Task goal: Count the lines in the material that contain the string "shoreline", and reply with the number only.

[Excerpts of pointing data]
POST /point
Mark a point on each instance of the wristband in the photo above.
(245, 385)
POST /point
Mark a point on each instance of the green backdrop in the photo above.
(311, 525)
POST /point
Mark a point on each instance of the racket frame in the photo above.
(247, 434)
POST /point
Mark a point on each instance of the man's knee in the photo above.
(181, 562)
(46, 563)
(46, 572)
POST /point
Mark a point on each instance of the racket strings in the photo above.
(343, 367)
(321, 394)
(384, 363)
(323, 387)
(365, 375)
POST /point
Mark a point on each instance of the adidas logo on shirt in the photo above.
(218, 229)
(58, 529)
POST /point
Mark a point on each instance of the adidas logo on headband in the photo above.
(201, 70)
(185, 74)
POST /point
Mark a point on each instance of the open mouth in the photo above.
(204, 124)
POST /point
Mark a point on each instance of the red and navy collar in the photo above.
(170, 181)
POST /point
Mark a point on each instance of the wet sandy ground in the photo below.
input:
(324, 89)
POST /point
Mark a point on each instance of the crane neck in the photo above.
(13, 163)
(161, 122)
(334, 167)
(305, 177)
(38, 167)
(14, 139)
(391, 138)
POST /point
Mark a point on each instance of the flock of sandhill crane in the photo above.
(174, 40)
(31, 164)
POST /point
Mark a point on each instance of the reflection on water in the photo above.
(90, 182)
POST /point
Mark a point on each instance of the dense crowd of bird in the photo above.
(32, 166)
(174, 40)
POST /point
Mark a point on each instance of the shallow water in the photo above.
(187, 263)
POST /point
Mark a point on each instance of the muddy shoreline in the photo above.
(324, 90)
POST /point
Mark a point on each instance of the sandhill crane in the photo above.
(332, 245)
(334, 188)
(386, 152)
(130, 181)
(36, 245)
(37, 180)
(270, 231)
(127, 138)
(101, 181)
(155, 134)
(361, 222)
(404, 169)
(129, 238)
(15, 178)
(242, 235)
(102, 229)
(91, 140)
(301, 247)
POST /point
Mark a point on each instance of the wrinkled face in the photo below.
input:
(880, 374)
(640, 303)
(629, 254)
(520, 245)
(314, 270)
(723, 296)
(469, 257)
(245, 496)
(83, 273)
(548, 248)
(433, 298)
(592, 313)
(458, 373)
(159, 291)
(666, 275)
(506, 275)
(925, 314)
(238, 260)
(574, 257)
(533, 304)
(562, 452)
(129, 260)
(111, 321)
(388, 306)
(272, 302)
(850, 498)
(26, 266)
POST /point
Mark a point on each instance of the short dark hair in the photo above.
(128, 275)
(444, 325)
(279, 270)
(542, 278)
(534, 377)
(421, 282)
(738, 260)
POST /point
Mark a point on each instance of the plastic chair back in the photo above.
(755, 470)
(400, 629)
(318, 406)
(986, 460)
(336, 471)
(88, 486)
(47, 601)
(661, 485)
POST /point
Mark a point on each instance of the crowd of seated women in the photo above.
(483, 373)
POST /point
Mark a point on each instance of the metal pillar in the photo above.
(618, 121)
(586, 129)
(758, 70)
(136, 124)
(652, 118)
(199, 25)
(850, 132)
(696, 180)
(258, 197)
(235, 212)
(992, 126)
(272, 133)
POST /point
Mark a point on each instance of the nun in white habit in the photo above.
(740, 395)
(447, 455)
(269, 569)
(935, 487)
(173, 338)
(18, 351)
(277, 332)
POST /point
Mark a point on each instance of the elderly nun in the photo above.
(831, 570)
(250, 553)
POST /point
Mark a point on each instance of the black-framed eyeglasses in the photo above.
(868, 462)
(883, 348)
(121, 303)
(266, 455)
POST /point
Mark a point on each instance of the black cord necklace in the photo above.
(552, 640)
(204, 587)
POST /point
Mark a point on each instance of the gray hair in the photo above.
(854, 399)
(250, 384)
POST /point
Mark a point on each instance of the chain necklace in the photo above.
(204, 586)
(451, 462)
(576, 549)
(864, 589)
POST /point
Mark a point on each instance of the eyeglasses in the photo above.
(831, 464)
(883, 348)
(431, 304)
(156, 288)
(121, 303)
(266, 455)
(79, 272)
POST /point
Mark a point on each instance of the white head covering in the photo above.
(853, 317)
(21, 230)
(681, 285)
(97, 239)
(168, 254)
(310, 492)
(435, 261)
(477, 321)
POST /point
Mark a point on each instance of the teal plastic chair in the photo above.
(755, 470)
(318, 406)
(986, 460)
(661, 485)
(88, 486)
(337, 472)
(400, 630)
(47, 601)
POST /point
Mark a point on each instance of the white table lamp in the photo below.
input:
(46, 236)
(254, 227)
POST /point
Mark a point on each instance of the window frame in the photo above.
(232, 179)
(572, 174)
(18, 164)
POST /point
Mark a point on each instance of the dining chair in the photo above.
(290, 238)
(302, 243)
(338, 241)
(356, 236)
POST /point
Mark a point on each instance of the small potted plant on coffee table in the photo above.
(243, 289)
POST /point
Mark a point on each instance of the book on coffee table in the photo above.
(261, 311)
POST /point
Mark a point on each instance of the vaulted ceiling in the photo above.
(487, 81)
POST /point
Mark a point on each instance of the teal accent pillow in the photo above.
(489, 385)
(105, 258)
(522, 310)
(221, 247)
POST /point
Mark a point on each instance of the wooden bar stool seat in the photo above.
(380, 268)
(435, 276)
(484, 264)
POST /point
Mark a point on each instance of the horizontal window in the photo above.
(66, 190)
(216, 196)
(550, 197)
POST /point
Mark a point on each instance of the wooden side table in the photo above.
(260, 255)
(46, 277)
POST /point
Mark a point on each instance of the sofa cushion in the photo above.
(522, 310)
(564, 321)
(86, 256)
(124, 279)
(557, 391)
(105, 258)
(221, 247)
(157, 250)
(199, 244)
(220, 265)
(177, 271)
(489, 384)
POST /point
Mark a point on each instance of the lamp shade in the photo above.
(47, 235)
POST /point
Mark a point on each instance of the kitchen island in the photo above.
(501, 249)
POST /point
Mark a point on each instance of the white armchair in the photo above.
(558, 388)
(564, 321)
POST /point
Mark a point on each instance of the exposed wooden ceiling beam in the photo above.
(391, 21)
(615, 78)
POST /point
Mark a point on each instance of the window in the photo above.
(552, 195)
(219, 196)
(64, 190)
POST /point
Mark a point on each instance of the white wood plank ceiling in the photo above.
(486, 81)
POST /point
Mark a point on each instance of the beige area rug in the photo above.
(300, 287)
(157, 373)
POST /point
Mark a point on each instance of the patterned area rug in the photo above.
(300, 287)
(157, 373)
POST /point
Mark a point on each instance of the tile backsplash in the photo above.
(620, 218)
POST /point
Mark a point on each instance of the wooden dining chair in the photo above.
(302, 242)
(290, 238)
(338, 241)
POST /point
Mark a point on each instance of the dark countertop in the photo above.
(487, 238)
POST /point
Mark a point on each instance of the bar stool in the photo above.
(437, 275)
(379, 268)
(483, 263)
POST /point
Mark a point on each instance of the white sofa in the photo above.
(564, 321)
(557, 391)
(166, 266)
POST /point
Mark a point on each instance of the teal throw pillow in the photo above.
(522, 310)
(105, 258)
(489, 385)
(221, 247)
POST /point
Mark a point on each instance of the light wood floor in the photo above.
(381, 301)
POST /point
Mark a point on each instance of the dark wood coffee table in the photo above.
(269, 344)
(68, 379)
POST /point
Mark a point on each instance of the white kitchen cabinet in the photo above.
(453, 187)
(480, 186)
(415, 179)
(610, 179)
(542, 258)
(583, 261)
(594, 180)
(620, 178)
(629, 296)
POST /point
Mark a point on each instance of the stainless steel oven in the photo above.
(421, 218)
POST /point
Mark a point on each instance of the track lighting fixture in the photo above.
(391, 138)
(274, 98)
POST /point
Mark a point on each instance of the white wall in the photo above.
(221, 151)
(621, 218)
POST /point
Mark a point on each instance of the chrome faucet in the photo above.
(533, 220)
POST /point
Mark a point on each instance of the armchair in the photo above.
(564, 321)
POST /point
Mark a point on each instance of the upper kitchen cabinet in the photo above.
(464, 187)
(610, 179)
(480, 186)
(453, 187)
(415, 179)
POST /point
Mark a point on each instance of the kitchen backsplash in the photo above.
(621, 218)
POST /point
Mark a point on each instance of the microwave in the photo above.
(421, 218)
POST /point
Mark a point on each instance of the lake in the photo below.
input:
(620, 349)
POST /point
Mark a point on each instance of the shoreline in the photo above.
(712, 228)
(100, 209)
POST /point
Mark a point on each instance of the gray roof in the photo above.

Finished exercise: 2